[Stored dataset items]
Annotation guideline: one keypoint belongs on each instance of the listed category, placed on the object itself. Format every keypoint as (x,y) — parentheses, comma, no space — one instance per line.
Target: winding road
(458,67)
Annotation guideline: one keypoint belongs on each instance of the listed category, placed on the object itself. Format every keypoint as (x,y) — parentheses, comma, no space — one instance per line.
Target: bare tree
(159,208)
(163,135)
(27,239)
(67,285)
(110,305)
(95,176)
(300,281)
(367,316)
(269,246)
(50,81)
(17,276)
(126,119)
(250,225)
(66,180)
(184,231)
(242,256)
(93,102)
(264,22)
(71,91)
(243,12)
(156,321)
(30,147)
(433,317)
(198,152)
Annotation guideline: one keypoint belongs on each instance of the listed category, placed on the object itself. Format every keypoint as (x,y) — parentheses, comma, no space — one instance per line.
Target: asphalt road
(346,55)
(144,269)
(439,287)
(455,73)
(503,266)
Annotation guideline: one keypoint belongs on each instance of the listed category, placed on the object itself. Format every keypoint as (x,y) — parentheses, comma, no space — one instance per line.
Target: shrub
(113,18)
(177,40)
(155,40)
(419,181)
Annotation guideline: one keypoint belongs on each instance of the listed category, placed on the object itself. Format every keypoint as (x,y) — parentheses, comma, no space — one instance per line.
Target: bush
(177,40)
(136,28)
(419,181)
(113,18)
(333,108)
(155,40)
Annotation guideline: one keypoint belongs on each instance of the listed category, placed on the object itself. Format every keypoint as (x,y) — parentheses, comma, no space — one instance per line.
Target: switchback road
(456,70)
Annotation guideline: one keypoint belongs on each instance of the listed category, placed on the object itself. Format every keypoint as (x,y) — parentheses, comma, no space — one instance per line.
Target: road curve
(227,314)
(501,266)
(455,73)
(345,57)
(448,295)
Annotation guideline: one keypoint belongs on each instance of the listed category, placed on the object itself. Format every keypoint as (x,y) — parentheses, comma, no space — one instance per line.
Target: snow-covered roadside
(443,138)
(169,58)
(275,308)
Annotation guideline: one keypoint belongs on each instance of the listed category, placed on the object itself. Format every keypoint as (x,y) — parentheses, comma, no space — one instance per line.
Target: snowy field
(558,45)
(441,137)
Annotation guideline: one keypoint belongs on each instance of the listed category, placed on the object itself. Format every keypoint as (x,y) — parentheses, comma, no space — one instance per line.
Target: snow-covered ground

DESCRIPTION OF THE TASK => Write every entry out again. Leave each one exactly as it is.

TASK RESPONSE =>
Annotation guideline: one keypoint belongs on each instance of the listed category, placed on the object itself. Format every keypoint as (x,y) — parentheses, comma, no space — one instance per line.
Target: winding road
(458,67)
Annotation guideline: one keypoint belongs on each instance of the listed category, placed on the object itself. Format every keypoint as (x,y) — parentheses, comma, no space — one instance per line.
Target: bare tree
(159,208)
(163,135)
(27,239)
(67,285)
(110,305)
(95,176)
(300,281)
(367,316)
(269,246)
(50,81)
(17,276)
(126,119)
(250,225)
(66,180)
(184,231)
(242,256)
(93,102)
(264,22)
(71,91)
(243,12)
(156,321)
(30,147)
(433,317)
(198,152)
Annotation guideline: one keypoint belongs on each instance of the listed category, placed on the object itself. Format every keypoint as (x,y) — parentheses, comma, no space — one instance per line.
Target: asphalt road
(346,55)
(144,269)
(439,287)
(455,73)
(503,266)
Annotation guideline: one keypoint belongs on each instance of the listed category, placed on the object itself. Format every keypoint as (x,y) — parentheses, comma, no space — one instance per line.
Target: shrub
(113,18)
(177,40)
(155,40)
(419,181)
Annotation guideline: one keypoint belongs on each instance of the listed category, placed on the object itself. Format every keypoint as (x,y) — parentheses, comma, no space — one instance per line.
Target: bush
(177,40)
(136,28)
(419,181)
(113,18)
(333,108)
(155,40)
Annotation guideline: one keypoint belongs on each instance of the listed category, placed on the object itself. Format every keypoint as (x,y) — parentheses, comma, no space — one instance per line.
Target: switchback road
(456,70)
Annotation guideline: one keypoint belongs on each instance of the listed category, placed on the object itself. Format every keypoint as (x,y) — parentheses, comma, no space — one instance per line.
Target: road curve
(227,314)
(501,266)
(455,73)
(345,57)
(448,295)
Annotation guideline: one keypoint belongs on each instance of the listed category, placed on the object itself. Format every keypoint as (x,y) — parentheses, comma, no space — one instance per line.
Target: snow-covered roadside
(443,138)
(169,58)
(275,308)
Annotation guideline: one keypoint belongs on each instance of the listed category, placed on the object itself. Format every keypoint as (x,y) — parentheses, comma, no space — one instance per line.
Target: snowy field
(558,45)
(441,137)
Annotation guideline: one keypoint belongs on each instance of the listed category, placed on the object itself. Format every keypoint as (x,y) — parentheses, comma, no space — one instance per line.
Target: snow-covered ground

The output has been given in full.